-- Assigned task --
The expected output is an exact restatement of all the records.
======== Data for review ========
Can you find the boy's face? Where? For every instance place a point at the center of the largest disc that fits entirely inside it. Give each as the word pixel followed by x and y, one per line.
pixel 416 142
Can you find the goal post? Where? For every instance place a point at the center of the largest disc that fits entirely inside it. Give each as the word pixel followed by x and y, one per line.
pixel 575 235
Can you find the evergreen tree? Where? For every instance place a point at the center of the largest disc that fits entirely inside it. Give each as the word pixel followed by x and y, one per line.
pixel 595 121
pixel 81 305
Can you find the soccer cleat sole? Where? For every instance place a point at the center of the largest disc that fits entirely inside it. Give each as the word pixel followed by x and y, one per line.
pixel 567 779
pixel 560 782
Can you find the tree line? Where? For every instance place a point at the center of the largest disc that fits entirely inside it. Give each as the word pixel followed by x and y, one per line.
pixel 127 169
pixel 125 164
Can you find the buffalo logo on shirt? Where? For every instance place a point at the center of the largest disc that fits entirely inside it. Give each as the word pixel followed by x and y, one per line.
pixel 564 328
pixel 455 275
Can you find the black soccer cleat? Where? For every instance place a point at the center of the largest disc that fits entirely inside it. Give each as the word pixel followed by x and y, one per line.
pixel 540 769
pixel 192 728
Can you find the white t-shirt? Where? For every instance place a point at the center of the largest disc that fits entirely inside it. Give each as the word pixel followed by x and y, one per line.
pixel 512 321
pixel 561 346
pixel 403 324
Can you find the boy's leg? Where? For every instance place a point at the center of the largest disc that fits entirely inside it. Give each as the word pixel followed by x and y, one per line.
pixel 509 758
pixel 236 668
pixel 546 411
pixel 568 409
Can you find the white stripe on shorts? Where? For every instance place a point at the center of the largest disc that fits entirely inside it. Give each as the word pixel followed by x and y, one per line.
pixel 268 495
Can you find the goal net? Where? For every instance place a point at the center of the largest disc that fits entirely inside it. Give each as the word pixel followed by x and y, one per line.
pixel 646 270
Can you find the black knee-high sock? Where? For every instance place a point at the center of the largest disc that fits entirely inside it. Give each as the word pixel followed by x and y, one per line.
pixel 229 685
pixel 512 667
========
-- Your solution --
Can you find the boy's face? Where? For every instance place a point at the center of the largest disc that fits entirely inside it. Give each as the word pixel followed by x and y, one per line.
pixel 416 142
Can you find the goal post? Where? For every instance place a point at the center of the largest disc that fits entirely inside it. Give each as the word pixel followed by x and y, one per line.
pixel 575 235
Can you find the evergreen tree? Where? For every instance place a point at the center of the largest disc that fits entirely inside it. Give each as the word pixel followed by x and y, one per line.
pixel 595 121
pixel 81 305
Can you find the soccer cleat sole? Where? For every instance place a point at the center of the largest disc that fits entirely inside it. Give each as the word pixel followed by x and y, one per line.
pixel 567 779
pixel 560 782
Can you find the tree line? Where? For every instance place a point at the center of the largest disc that fits entirely inside it. Give each as the word pixel followed by x and y, one per line.
pixel 127 169
pixel 125 164
Can you find the buffalo logo on shirt? Where? For every instance place a point at the center of the largest disc that fits entirely inside it. Give each as the word pixel followed by x and y, one per line.
pixel 564 328
pixel 455 275
Can you find the black soccer cleat? Where? For every instance place a point at the center of the largest disc that fits entirely inside it. Give each as the word pixel followed by x and y, one per line.
pixel 540 769
pixel 192 728
Can you find the white t-shirt? Where? For every instance place a point at the center of the largest disc that fits entirely inside it. Give each as the word pixel followed by x and y, one per line.
pixel 512 321
pixel 561 346
pixel 403 324
Can you find the boy's leg? Where? For every instance place a point at the center of the largest disc that fits entirely inside it. Give each as the word pixel followed by x and y, one per line.
pixel 509 758
pixel 236 668
pixel 546 411
pixel 568 409
Can you find the white stripe on shorts? Where? For every instance place a point at the center of the largest disc that fits entirely inside it. Give each as the word pixel followed by x and y, one per line.
pixel 268 495
Can you find the goal net? Where? For every instance place a point at the center of the largest disc that fits entirely inside it. Give each as the word pixel followed by x and y, one per line.
pixel 646 270
Can you find the black knee-high sock? Where? For every instance place a point at the center of the largest disc that fits entirely inside it. Give each as the word pixel followed by x and y, one per line.
pixel 229 685
pixel 512 667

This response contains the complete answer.